• **Selected excerpt**:
Making Proper Histograms with Numpy and Matplotlib

Often I find myself needing to visualise an array, such as bunch of pixel or audio channel values. A nice way to do this is via a histogram.

When building histograms you have two options: numpy’s histogram or matplotlib’s hist. As you may expect numpy is faster when you just need the data rather than the visualisation. Matplotlib is easier to apply to get a nice bar chart.

So I remember, here is a quick post with an example.

# First import numpy and matplotlib
import numpy as np
import matplotlib.pyplot as plt

I started with a data volume of size 256 x 256 x 8 x 300, corresponding to 300 frames of video at a resolution of 256 by 256 with 8 different image processing operations. The data values were 8-bit, i.e. 0 to 255. I wanted to visualise the distribution of pixel values within this data volume.

Using numpy, you can easily pass in the whole data volume and it will flatten the arrays within the function. Hence, to get a set of histogram values and integer bins between 0 and 255 you can run:

values, bins = np.histogram(data_vol, np.arange(0, 255))

You can then use matplotlib’s bar chart to plot this:

plt.bar(bins[:-1], values, width = 1)

Using matplotlib’s hist function, we need to flatten the data first:

results = plt.hist(data_vol.ravel(), bins=np.arange(0, 255))

• **The problem**: Please continue the post on making histograms with NumPy and Matplotlib, picking up right after its final line.

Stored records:
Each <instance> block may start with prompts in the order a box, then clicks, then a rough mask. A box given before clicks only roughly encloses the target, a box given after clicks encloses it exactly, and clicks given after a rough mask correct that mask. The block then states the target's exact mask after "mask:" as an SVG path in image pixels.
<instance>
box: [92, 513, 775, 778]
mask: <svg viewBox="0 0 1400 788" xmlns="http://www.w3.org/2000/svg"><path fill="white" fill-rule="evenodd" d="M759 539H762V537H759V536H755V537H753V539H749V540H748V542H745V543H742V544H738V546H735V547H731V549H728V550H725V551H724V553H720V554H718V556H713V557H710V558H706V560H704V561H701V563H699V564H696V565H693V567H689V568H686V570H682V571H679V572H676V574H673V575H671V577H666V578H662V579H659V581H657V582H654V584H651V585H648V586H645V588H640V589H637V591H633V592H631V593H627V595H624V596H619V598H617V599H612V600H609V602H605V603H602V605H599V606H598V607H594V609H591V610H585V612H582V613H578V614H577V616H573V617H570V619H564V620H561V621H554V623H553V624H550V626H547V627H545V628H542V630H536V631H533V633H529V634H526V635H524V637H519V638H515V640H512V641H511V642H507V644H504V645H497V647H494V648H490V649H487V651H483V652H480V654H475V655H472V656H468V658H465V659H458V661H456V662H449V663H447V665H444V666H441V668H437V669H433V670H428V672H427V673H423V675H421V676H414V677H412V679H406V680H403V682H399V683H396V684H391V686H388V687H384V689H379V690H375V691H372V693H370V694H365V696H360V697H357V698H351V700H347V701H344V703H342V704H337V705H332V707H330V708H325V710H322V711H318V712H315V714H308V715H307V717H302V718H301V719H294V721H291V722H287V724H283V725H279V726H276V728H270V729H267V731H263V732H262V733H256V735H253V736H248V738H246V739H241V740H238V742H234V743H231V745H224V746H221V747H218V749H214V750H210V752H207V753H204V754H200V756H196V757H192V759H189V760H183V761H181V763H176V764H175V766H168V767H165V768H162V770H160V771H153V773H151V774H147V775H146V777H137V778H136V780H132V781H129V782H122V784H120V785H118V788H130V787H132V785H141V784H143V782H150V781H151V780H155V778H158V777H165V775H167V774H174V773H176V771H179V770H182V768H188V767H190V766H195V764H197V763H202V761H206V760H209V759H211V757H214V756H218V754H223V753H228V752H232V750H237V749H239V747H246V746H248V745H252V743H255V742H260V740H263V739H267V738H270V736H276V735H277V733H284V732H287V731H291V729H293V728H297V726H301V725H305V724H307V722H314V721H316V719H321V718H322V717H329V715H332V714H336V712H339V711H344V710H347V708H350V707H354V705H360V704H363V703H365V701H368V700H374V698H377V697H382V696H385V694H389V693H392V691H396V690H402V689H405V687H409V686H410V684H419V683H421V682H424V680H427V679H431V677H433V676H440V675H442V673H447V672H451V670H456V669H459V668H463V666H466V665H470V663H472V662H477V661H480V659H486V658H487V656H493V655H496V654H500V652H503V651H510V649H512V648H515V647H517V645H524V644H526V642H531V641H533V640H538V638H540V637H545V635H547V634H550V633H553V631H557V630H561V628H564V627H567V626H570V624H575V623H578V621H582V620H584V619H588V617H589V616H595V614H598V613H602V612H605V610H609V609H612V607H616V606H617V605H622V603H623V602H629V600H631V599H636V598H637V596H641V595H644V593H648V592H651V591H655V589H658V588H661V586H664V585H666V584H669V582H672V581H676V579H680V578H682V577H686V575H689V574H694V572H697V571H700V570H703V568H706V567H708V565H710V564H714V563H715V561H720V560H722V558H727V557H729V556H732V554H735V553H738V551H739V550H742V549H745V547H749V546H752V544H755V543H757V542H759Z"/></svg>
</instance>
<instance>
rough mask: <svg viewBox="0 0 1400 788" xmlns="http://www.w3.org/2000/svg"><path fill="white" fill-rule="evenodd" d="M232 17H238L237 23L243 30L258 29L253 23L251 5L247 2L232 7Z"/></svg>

• **Exercise answer**:
plt.show()

The result of both approaches is the same. If we are being more professional, we can also use more of matplotlib’s functionality:

fig, ax = plt.subplots()
results = ax.hist(data_vol.ravel(), bins=np.arange(0, 255))
ax.set_title('Pixel Value Histogram')
ax.set_xlabel('Pixel Value')
ax.set_ylabel('Count')
plt.show()

Things get a little more tricky when we start changing our bin sizes. A good run through is found here. In this case, the slower Matplotlib function becomes easier:

fig, ax = plt.subplots()
results = ax.hist(
    data_vol.ravel(), 
    bins=np.linspace(0, 255, 16)
)
ax.set_title('Pixel Value Histogram (4-bit)')
ax.set_xlabel('Pixel Value')
ax.set_ylabel('Count')
plt.show()
Using 16-bins provides us with 4-bit quantisation. You can see here we could represent a large chunk of the data with just three values (if we subtract 128: <0 = -1, 0 = 0 and >0 = 1).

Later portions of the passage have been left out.